*TUJUAN*.
Menurut kutipan teks tentang Orang Kayo Hitam, dengan apa ia berangkat ke Mataram?

*KUTIPAN TEKS*.
※ ※ ※

Pada
masa kakandanya yaitu Orang Kayo Pingai memegang tampuk Kerajaan Jambi
(1480-1490) Orang Kayo Hitam sebagai putra ketiga dari empat bersaudara
putera
dari pasangan Putri Selaro Pinang Masak dan anak Raja Turki Akhmad Baus
II atau Akhmad Salim bergelar Datuk Padoko Berhalo, menentang abangnya
untuk
tidak mengirim upeti ke Mataram (Majapahit) berbentuk pekasam pacat dan
pekasan
kaluang. Sebagai vatsal (bawahan) Majapahit ada kewajiban Jambi
mengirim upeti setahun sekali. Kapal-kapal ,perahu
atau gerobak pengangkut upeti dihadang dan di larangnya untuk mengirim
upeti
pekasam pacat dan pekasan keluang adalah
haram, selain itu “Jambi adalah kerajaan, Mataram juga karajaan.
Keduanya sama,
Jambi juga berdaulat, kenapa kita harus tunduk” sergah Orang Kayo Hitam
di
hadapan balairung sari dalam kerapatan Kerajaan di Ujung Jabung Negeri
Lamo.
Argumen Orang Kayo Hitam dapat meyakinkan kerapatan dan terhentilah jambi
menjalankan kewajiban mengirim upeti. Reaksi mataram “Tumpas Orang Kayo Hitam
sebagai biang keladi pembangkangan!” perintah raja tak semudah itu, banyak
orang mengetahui dari tiga orang anak laki-laki Putri Selaro Pinang Masak,
seorang di antaranya terlalu gagah dan bahkan peramal kerajaan dari Pemalang
mengabarkan Orang Kayo Hitam hanya bisa terbunuh oleh sebilah keris yang
besinya berasal dari logam bernama awal “pa”
atau “p”, di sepuh oleh air sungai
yang “pa” atau “p” juga pangkal namanya. Penempahanya pun “setukulan setiap jumat
dan selesai 40 jumat.
Berita pembuatan keris pembunuh sampai ke jambi. Tanpa gentar Orang Kayo
Hitam berangkat seorang diri naik rakit kulim ke Mataram. Dengan berbagai
penyamaran sebagai pedagang sayuran di setiap jumat berkeliling di tempat Empu
pembuat keris yang terkenal. Akhirnya
Orang Kayo Hitam sampai ke tempat Empu pembuat keris yang tak mengetahui bahwa seorang yang
terlalu banyak tanya dan ingin melihat dan memegang keris yang sedang di
sepuhnya itu adalah Orang Kayo Hitam, orang yang akan pralaya dengan keris
sakti yang sedang di buatnya.

※ ※ ※

*ENTRI*.
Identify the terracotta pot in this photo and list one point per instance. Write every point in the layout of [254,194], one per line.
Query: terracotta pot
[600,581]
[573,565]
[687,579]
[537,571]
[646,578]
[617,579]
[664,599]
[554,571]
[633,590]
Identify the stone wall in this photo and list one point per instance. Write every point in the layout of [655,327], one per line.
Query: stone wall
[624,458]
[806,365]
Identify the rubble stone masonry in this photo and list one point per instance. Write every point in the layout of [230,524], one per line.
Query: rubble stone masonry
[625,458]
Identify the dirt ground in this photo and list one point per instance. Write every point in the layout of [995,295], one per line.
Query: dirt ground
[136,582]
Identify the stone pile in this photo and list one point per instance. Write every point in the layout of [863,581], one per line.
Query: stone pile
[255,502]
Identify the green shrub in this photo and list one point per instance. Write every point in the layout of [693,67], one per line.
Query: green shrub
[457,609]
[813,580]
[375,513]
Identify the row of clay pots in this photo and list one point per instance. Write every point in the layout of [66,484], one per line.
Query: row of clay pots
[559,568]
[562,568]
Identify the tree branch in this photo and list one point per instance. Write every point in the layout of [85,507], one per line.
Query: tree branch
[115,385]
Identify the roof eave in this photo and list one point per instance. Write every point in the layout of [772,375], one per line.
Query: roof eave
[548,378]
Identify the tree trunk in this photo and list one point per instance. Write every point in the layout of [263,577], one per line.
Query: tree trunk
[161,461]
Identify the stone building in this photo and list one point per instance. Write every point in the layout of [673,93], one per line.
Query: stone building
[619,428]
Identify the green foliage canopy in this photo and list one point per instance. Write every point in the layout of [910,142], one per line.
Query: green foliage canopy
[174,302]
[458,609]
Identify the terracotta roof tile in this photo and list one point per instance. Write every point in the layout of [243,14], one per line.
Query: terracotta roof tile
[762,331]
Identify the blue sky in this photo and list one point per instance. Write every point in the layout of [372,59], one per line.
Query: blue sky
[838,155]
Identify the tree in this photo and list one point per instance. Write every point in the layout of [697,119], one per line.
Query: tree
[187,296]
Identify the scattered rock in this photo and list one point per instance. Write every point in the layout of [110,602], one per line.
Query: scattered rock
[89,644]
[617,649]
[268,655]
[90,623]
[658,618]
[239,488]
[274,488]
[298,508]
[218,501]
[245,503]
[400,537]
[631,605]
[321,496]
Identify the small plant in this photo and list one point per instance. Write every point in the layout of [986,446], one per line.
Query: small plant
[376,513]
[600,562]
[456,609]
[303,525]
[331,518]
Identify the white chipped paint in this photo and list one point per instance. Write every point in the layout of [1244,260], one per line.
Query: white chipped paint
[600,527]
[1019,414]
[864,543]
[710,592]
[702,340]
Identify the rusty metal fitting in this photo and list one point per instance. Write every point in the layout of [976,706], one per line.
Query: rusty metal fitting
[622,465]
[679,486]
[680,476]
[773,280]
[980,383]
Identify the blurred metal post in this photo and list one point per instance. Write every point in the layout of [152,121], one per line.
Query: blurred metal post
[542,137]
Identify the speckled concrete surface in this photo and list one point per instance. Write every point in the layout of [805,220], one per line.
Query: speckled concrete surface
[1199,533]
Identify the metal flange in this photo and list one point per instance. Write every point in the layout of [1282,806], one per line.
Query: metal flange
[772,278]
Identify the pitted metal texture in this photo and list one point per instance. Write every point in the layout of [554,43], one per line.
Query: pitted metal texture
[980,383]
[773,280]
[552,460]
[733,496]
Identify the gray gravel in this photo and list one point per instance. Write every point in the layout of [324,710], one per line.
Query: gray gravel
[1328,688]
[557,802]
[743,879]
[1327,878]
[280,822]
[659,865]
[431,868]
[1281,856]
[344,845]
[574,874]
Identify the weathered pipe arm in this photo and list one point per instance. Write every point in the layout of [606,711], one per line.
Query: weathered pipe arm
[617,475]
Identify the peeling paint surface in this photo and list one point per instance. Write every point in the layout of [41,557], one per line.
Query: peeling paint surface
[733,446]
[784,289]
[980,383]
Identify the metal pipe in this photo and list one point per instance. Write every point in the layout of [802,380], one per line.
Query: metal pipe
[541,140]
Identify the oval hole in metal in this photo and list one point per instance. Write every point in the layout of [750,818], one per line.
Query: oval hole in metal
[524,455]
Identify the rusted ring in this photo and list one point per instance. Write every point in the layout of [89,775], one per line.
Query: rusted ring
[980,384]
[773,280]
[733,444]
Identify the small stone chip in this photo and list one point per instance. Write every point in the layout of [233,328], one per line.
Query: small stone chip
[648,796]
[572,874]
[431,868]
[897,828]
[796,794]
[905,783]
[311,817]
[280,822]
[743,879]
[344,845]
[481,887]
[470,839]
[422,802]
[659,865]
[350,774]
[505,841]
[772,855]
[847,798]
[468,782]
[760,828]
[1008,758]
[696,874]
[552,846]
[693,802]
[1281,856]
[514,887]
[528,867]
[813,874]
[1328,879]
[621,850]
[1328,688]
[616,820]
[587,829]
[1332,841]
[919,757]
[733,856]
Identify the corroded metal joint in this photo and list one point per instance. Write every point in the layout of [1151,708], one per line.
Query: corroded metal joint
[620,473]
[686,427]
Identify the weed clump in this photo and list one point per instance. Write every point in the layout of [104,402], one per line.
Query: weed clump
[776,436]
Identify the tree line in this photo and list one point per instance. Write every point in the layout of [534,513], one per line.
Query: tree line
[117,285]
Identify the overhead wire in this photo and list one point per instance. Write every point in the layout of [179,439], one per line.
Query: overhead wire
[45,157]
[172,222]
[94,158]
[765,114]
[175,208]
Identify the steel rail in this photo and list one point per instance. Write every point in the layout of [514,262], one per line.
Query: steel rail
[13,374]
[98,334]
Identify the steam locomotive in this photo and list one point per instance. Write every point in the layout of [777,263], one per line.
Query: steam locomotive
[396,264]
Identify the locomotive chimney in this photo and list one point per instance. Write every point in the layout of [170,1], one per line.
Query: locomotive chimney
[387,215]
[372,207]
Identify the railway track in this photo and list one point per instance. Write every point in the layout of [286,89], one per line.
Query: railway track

※ ※ ※

*JAWABAN BERIKUT*.
Ia berangkat seorang diri naik rakit kulim.